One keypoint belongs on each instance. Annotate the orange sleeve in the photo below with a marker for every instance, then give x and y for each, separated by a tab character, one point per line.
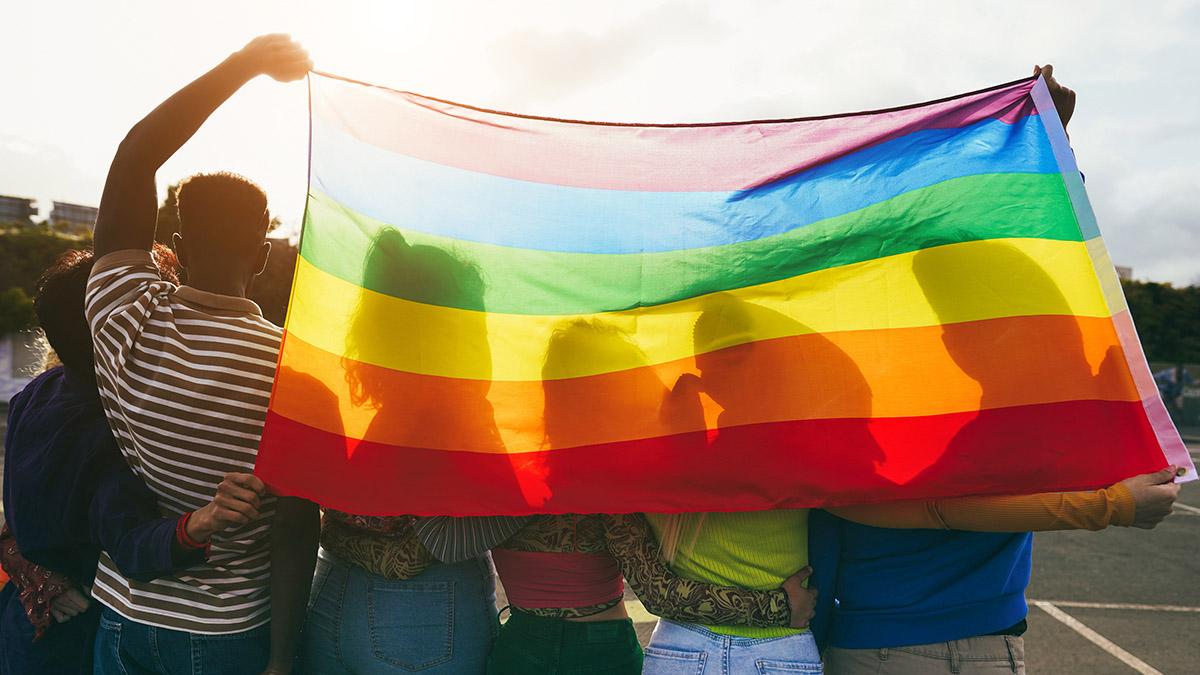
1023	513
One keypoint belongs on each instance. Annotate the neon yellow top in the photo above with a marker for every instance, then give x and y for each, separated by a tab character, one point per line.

* * *

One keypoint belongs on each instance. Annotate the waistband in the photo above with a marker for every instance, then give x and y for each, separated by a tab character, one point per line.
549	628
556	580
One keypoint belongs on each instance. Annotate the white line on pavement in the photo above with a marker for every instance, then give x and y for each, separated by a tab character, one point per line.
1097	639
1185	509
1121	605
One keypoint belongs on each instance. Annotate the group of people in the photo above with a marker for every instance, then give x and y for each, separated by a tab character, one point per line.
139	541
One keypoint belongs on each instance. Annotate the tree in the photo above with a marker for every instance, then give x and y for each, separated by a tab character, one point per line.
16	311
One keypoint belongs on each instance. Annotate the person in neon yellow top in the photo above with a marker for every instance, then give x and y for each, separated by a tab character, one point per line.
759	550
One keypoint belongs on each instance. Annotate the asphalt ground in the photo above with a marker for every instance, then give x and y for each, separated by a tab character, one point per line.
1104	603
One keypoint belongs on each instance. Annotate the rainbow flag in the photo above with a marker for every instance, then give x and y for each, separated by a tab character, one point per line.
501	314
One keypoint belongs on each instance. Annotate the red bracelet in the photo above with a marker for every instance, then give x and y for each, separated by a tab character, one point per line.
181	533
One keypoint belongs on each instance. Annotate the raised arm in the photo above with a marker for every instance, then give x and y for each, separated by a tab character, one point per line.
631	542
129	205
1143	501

--

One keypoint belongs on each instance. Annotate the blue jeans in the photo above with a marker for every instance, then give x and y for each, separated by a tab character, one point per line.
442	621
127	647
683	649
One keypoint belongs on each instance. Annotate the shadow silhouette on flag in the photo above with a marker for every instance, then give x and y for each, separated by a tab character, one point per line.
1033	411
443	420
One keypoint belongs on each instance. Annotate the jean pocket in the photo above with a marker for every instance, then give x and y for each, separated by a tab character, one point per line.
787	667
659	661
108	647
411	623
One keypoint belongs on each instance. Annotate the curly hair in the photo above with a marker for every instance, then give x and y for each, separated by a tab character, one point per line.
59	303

- Aim of the task -
In the records above, copy exactly everything from the line that has "One keypoint belongs on each instance. Annotate the orange" down to the line that has "One keypoint belongs on each instance. Annotate the neon", both ends included, and leave out the pictures.

- Solution for this problem -
One keypoint belongs on each instance. Annotate the orange sleeve in the photo below with a marker for every instance, then give x and y for each, separated by a tab character, one point per line.
1023	513
One keypoint belongs on each instance. Annotate the neon yellow top in the photo above with a marker for every instance, then give x and y for each, separated by a tab character, one point per line.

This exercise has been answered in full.